The task — Your reply should be the following data, copied exactly.

(Collected data entries)

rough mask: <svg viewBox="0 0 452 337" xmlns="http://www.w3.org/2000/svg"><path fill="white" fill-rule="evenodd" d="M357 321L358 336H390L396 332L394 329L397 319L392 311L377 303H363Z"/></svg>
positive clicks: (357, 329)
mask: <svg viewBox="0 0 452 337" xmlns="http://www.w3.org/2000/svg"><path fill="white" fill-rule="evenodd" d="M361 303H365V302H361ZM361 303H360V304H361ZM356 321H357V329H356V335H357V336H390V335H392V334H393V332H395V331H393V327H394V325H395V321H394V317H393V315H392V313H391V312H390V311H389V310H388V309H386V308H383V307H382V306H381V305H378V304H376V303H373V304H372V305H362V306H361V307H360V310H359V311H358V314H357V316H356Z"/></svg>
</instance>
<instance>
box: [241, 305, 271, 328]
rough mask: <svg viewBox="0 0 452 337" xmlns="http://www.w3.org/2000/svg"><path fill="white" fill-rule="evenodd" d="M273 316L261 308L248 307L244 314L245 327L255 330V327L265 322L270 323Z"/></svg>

Expected answer —
rough mask: <svg viewBox="0 0 452 337" xmlns="http://www.w3.org/2000/svg"><path fill="white" fill-rule="evenodd" d="M357 321L358 336H390L396 332L394 329L397 319L392 311L377 303H363Z"/></svg>
positive clicks: (357, 329)
mask: <svg viewBox="0 0 452 337" xmlns="http://www.w3.org/2000/svg"><path fill="white" fill-rule="evenodd" d="M361 303H365V302H361ZM361 303H360V304H361ZM356 321H357V329H356V335H357V336H390V335H392V334H393V332H395V331H393V327H394V325H395V321H394V317H393V315H392V313H391V312H390V311H389V310H388V309H386V308H383V307H382V306H381V305H378V304H376V303H373V304H372V305H362V306H361V307H360V310H359V311H358V314H357V316H356Z"/></svg>
</instance>
<instance>
box: [241, 305, 271, 328]
rough mask: <svg viewBox="0 0 452 337" xmlns="http://www.w3.org/2000/svg"><path fill="white" fill-rule="evenodd" d="M273 316L261 308L248 307L244 314L245 327L255 330V327L265 322L270 323Z"/></svg>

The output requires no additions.